[AUSGANGSTEXT]:
━━━━━━━━━━━━━━━━━━━━
David Reuveni

David Reuveni (auch Reubeni, hebräisch: דוד הראובני; geboren um 1485 möglicherweise in Chaibar; gestorben um 1538[1] wahrscheinlich in Llerena) war ein jüdischer Messiasprätendent. Überliefert ist sein in hebräischer Sprache verfasstes Tagebuch, aus dem die meisten Informationen über ihn stammen.

Leben

David Reuvenis Herkunft liegt weitgehend im Dunkeln. Er behauptete, ein Abgesandter seines Bruders Joseph zu sein, der im Oasengebiet Chaibar in Arabien als König über die verlorenen biblischen Stämme Ruben, Gad und Manasse herrsche; daher trug er den Beinamen „Reuveni“ („vom Stamm Ruben abkünftig“).[2] In seinem in großen Teilen erhaltenen Tagebuch berichtet er, dass er einige Jahre in Alexandria und Jerusalem verbracht habe. Demnach tauchte er 1523, offenbar vom Oberlauf des Nils kommend, in Kairo auf und wandte sich an den Vorsteher der dortigen jüdischen Gemeinde, Abraham de Castro. Von Kairo reiste er über Gasa nach Hebron, um die Gräber der Patriarchen zu besuchen. In Jerusalem verweilte er einige Wochen auf dem Tempelberg, danach reiste er nach Alexandria zurück, um von dort nach Italien aufzubrechen. Die Juden der Levante verständigten inzwischen brieflich ihre italienischen Glaubensbrüder von der Anreise Reuvenis, der im Herbst 1523 in Venedig eintraf. Dort fand er die Unterstützung des jüdischen Malers Moses da Castellazzo. Im Februar 1524 erreichte er mit Unterstützung venezianischer Juden Rom,[3] wo er wie ein König auf einem Schimmel einritt und verkündete, eine wichtige Botschaft für den Papst zu bringen.
━━━━━━━━━━━━━━━━━━━━
[Gespeicherte Daten]

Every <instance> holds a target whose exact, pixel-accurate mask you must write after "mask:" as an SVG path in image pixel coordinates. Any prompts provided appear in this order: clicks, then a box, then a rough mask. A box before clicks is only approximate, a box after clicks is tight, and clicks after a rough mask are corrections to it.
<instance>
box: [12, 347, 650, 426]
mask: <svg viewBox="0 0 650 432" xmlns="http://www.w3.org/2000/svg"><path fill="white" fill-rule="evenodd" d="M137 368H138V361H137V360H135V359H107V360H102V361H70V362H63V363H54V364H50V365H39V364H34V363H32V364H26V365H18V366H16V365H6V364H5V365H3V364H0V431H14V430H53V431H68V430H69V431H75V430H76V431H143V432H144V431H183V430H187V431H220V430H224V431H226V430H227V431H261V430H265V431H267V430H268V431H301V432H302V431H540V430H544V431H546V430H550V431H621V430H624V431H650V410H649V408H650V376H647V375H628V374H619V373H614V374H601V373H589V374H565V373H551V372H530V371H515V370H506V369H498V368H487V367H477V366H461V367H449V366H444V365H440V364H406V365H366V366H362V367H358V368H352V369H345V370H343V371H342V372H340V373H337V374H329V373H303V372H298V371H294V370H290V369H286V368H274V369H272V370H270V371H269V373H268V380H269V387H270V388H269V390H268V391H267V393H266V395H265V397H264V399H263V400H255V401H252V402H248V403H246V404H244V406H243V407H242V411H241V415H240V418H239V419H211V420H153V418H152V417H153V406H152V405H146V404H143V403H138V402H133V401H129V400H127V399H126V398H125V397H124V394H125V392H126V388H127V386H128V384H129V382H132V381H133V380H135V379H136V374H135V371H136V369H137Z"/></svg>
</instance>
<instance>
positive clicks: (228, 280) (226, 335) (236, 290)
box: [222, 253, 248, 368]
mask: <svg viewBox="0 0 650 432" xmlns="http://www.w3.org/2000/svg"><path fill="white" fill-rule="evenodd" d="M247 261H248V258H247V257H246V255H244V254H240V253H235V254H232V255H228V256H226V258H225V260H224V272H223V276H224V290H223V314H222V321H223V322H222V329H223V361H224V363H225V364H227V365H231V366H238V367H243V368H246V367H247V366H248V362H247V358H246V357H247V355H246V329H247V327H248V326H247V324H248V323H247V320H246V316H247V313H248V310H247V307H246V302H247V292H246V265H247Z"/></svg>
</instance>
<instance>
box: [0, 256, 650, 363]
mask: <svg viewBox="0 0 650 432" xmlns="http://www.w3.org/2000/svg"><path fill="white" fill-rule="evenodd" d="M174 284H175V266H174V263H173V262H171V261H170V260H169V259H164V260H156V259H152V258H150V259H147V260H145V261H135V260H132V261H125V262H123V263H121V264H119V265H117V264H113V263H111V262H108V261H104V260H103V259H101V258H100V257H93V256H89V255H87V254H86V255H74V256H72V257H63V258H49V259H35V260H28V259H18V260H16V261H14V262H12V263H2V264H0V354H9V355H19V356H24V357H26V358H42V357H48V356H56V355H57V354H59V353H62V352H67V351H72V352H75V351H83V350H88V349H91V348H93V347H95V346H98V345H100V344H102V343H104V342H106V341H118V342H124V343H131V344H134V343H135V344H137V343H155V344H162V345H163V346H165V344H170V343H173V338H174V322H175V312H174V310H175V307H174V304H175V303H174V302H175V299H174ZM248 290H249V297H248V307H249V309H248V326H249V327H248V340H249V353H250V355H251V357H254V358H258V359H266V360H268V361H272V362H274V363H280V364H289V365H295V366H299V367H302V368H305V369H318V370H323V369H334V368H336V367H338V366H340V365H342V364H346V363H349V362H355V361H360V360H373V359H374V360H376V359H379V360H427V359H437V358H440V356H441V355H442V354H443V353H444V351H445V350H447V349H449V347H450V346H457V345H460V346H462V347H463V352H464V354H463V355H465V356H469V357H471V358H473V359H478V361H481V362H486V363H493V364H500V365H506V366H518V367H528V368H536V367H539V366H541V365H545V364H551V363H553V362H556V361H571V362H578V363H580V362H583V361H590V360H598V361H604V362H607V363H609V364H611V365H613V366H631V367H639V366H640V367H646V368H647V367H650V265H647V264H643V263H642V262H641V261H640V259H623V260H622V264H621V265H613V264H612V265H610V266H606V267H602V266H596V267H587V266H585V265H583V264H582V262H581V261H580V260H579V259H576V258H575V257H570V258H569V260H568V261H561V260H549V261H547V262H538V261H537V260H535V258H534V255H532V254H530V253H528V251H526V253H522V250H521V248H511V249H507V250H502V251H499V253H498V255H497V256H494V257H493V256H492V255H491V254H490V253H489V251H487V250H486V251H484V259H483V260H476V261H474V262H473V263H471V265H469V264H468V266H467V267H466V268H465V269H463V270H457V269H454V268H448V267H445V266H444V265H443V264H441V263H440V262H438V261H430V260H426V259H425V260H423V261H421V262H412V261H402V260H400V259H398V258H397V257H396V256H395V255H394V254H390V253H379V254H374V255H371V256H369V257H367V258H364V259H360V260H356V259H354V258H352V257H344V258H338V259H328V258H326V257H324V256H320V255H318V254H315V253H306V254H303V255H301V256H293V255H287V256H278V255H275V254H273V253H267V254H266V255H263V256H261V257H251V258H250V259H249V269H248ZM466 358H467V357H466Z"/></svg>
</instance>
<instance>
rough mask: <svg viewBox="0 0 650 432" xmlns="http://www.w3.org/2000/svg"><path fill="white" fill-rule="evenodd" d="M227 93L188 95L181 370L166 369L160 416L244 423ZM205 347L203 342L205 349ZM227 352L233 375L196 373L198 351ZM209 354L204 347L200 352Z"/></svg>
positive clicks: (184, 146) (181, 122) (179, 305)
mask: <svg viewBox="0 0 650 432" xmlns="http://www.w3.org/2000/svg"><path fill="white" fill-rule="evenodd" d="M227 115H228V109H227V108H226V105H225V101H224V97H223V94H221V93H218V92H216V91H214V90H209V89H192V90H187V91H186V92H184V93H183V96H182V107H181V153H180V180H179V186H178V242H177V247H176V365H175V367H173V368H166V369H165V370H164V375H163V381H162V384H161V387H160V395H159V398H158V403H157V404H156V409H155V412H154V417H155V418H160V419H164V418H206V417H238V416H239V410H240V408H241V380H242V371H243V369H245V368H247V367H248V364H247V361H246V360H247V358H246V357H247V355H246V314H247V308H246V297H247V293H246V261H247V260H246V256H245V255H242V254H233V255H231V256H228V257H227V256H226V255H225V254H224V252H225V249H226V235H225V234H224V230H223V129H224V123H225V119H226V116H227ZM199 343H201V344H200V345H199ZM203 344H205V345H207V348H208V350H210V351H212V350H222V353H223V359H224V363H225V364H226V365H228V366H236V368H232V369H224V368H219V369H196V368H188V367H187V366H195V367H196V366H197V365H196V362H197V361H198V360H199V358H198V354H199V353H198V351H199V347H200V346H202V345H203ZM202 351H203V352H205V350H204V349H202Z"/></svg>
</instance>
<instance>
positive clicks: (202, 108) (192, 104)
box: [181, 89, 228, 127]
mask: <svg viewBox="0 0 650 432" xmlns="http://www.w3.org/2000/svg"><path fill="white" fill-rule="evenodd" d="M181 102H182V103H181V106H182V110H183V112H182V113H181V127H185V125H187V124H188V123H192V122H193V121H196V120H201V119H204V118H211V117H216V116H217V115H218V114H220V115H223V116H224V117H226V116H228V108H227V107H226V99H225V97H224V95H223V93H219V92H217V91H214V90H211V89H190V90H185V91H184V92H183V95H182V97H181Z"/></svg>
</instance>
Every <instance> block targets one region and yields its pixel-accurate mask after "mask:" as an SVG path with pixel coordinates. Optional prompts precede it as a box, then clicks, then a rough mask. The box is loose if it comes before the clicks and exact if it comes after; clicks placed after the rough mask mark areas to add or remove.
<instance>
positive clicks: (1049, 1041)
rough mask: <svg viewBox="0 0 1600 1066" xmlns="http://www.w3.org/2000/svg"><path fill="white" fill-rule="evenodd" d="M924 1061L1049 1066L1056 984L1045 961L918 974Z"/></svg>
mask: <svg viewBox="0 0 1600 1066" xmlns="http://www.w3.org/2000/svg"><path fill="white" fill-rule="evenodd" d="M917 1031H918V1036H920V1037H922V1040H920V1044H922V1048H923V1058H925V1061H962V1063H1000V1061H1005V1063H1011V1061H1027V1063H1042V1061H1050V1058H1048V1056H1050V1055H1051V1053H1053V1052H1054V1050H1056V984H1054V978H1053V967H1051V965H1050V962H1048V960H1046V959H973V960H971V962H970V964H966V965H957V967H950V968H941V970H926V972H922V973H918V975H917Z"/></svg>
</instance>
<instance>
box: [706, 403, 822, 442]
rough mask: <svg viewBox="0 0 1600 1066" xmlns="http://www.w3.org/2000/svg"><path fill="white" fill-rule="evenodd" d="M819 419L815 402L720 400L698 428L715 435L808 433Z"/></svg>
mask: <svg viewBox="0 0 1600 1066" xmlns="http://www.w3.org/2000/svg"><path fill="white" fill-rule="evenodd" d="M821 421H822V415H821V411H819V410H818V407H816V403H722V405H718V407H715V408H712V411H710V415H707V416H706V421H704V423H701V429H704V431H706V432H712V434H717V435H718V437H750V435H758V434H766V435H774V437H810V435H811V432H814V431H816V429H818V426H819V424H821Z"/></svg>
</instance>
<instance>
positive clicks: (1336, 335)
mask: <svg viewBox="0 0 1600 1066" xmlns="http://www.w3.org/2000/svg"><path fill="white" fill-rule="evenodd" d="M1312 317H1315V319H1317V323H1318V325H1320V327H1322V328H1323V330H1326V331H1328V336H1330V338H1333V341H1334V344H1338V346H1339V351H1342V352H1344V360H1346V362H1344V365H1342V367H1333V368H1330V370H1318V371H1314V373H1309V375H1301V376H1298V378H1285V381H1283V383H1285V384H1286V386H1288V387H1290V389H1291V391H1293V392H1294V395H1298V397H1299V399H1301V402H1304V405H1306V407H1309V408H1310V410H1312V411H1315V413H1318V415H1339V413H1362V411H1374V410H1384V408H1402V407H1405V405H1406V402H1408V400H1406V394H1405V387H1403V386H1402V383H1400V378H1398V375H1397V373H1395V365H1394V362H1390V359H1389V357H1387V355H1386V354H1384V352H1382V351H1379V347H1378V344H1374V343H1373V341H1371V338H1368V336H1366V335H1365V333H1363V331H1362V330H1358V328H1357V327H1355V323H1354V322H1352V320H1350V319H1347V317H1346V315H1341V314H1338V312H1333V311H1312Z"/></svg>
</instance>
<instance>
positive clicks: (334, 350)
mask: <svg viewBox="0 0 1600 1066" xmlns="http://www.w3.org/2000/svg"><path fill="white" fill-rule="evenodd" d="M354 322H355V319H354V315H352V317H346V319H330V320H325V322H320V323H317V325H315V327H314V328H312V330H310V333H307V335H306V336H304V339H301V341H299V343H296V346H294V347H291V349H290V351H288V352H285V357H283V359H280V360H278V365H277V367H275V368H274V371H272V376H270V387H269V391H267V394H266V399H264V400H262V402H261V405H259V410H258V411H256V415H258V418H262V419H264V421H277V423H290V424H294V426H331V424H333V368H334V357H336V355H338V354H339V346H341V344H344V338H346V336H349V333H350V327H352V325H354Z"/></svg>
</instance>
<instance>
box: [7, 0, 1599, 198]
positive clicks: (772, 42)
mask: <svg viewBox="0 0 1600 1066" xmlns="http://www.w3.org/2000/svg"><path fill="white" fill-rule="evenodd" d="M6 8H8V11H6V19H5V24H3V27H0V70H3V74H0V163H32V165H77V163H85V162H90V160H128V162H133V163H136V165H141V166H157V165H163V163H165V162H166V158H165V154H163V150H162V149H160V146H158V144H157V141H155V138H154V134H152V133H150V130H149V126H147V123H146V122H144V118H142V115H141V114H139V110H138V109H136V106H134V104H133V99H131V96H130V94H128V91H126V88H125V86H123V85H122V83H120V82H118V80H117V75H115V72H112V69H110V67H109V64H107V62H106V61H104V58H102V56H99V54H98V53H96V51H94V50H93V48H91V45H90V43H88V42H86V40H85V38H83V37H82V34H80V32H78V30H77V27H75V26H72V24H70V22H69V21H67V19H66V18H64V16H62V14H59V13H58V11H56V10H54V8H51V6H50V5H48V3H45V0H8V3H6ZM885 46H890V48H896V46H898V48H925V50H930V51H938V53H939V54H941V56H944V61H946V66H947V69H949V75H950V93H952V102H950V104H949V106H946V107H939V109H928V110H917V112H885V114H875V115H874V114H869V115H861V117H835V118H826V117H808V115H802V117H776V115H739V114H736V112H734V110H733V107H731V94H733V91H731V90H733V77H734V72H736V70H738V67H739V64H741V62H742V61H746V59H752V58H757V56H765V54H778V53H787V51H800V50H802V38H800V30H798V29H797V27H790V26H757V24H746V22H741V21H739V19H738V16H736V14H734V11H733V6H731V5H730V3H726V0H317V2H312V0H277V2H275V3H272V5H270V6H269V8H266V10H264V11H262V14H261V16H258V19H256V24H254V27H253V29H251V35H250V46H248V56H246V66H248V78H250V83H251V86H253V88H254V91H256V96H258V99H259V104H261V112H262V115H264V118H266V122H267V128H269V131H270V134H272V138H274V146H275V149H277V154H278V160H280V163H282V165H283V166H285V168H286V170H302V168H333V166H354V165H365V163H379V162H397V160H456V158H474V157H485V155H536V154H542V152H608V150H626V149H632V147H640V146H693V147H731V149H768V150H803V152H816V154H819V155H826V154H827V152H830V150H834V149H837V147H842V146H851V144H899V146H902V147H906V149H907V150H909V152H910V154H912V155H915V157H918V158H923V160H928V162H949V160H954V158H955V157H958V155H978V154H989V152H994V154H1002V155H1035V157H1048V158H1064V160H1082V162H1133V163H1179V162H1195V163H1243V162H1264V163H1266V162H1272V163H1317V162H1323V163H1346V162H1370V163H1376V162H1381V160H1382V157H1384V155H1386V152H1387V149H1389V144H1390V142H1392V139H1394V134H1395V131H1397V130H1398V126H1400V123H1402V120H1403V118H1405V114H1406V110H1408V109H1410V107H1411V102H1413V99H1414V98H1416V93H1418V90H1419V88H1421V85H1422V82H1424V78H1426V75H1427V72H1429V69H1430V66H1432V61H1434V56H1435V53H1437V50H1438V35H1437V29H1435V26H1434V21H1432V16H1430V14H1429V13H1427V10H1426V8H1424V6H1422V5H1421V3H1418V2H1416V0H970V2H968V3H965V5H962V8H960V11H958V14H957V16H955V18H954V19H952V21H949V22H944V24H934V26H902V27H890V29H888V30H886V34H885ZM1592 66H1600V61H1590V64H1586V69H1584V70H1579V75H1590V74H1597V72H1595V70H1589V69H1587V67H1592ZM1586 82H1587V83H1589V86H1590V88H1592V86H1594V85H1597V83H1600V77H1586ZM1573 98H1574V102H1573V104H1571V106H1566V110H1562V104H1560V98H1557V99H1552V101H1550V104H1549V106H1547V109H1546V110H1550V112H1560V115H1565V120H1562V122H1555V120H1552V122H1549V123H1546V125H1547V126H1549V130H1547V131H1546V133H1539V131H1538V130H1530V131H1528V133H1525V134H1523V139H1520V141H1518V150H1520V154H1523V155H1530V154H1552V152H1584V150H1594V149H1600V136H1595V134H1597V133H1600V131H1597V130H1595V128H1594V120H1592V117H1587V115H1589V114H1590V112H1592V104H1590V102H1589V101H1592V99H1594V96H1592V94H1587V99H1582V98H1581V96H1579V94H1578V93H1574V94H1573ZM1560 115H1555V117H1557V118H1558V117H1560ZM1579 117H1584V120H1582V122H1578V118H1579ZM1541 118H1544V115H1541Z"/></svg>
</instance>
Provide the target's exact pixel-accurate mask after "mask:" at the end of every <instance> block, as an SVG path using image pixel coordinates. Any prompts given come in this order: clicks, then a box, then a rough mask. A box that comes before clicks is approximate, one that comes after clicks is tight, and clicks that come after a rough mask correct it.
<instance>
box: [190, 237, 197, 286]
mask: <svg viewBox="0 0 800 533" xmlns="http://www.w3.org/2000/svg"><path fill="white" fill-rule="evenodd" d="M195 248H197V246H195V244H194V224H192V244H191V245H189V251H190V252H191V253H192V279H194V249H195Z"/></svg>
━━━━━━━━━━━━━━━━━━━━
[DIE AUFGABE]: Übertrage den Satz „Von Kairo reiste er über Gasa nach Hebron, um die Gräber der Patriarchen zu besuchen.“ aus dem Text über David Reuveni ins Englische. Die Datensätze stammen aus einer anderen Quelle.

[GELÖSTE AUFGABE]: From Cairo he traveled via Gaza to Hebron to visit the tombs of the patriarchs.